TEXTO DE LEITURA »
►
No Rio de Janeiro, cidade brasileira com maior concentração de pessoas vivendo em favelas, mais de 1,3 milhão de pessoas, segundo o IBGE, se espremem em complexos que crescem até onde a geografia alcança e a necessidade impõe. Sinuosamente, as vielas se estreitam na mesma medida em que se prolongam. E é nesse mesmo lugar onde se morre tanto pela negligência, representada pela falta de serviços básicos, como pela ação do Estado, simbolizada pela violência dos caveirões, que moradores movimentam R$ 119,8 bilhões por ano, como aponta a pesquisa “Economia das Favelas – Renda e Consumo nas Favelas Brasileiras”, desenvolvida pelos institutos Data Favela e Locomotiva. Trata-se de um volume de renda superior ao de 20 estados da Federação. Favela é local de vida, de economia pulsante, de criatividade, mesmo que o Estado ainda deva a esses territórios políticas básicas de saneamento, de educação, de estímulo à cultura e economia.

A despeito das cifras e de quem lucra e acumula capital e poder, as favelas e seus moradores seguem estereotipados. A sua representação social como lugar de carência, precariedade e perigo, muito perigo, dada desde os anos 1990, persiste. A “Cidade partida” de que nos falou Zuenir Ventura parece nunca ter estado tão esgarçada. “No asfalto” moram os que merecem paz e as atenções do Estado. Lá, por entre as lajes e vielas, recolhem-se os que não têm escolha, fadados que estão a “obedecer” a uma hierarquia instituída contra as suas vidas. O ódio de classe é proporcional ao interesse econômico e poder envolvidos, assim como o desprezo pelas vidas que lá estão segue como um signo da herança da colonização e abolição inconclusa.

Está mais do que na hora de se criar uma representação possível para as favelas que vá além do caos. É urgente que se enxerguem moradores de favelas como o que são: humanos. Gente. De carne, osso e alma, para quem crê. Para além de visões reducionistas, há multiplicidade.

Conto por experiência própria: nasci no Morro de São Carlos, no Centro, e fui uma criança como qualquer outra. Fiz amigos na vizinhança, soltei pipa, andei de bicicleta, joguei bola. Em casa, ouvi dos meus pais que era preciso estudar, com eles aprendi o que é trabalho duro e rotina árdua, na prática deles entendi sobre ética e moral. É assim para a maioria das pessoas. Era assim para o João Pedro Matos Pinto, de 14 anos, uma das mais recentes vítimas fatais das ações desastradas e conjuntas das polícias Civil e Federal. Famílias nas favelas se organizam como em qualquer outra região da cidade, desde que lhes sejam dadas oportunidades, a lembrar, educação, saúde, saneamento, acesso à cultura, lazer, trabalho e segurança. São donas de casa, pedreiros, jornalistas, enfermeiras, políticos, mototaxistas, entregadores, estudantes, líderes religiosos, músicos, dançarinos e tantas outras profissões e ocupações.
◄
AÇÃO NECESSÁRIA A »
Liste as oportunidades que, segundo o texto sobre as favelas, devem ser dadas às famílias para que se organizem como em qualquer outra região da cidade.
AÇÃO NECESSÁRIA B »
Escreva a continuação do texto sobre as favelas a partir da última frase apresentada.

TRECHOS DE DADOS »
►
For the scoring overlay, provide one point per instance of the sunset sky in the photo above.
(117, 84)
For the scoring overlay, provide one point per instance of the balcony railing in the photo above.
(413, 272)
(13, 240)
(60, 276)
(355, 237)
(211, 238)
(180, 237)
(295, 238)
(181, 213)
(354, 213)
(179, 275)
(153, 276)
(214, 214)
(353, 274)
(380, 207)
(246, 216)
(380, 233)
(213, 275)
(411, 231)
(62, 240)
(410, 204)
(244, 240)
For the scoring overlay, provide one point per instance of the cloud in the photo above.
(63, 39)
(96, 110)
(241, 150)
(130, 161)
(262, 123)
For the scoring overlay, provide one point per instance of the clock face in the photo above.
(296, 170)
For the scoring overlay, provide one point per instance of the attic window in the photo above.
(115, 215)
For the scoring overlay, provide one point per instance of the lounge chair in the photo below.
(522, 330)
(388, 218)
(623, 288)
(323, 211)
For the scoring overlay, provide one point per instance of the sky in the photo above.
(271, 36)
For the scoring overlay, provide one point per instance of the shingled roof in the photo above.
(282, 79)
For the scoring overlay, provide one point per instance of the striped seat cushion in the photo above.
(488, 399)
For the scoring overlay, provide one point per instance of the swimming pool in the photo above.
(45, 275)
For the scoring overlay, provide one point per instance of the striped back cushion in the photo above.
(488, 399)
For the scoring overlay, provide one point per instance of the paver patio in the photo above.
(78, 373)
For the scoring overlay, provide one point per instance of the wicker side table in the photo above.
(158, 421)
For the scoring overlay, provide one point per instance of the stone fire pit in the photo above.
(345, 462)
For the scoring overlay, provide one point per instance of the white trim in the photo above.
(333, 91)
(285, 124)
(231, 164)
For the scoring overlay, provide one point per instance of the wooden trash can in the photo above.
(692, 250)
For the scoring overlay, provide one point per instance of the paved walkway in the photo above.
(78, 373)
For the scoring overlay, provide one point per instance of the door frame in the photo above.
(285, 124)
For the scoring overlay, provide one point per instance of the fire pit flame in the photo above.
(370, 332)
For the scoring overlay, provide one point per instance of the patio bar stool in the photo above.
◄
ÁREA DE RESPOSTA A »
educação; saúde; saneamento; acesso à cultura; lazer; trabalho; segurança

ÁREA DE RESPOSTA B »
Ao “mirar nas cabecinhas”, o governo, lamentavelmente, está ajudando a dizimar a sua força maior. Vítimas da violência policial, a cada 23 minutos, um jovem negro é morto no Brasil, diz a ONU. São 60 mil por ano. Sejamos francos, essa ação tem nome, é genocídio da juventude negra que devemos chamar. Por isso é preciso que todos se importem, porque a violência interrompe mais do que a rotina, ela embarga sonhos de crianças e faz chorar famílias inteiras. Carregamos na memória dos nossos corpos a história de violência e negligência deste estado com quem é preto e favelado. Ainda assim, ao nos colocarmos de pé, falamos sobre as propostas da vida que exigimos viver.

A população negra apresenta, não de hoje, um plano de defesa das suas vidas. Um plano de exigência, em consonância com a promessa democrática da Constituição de 88. Faz parte desse plano o pedido para que as operações táticas da polícia realizadas nas comunidades sejam reavaliadas e acrescidas de inteligência, para, no mínimo, esperar a pandemia passar. Além da bala, que já nos retirava a humanidade de modo fatal, agora há o vírus, que nos espreita fortemente pela ausência de políticas básicas.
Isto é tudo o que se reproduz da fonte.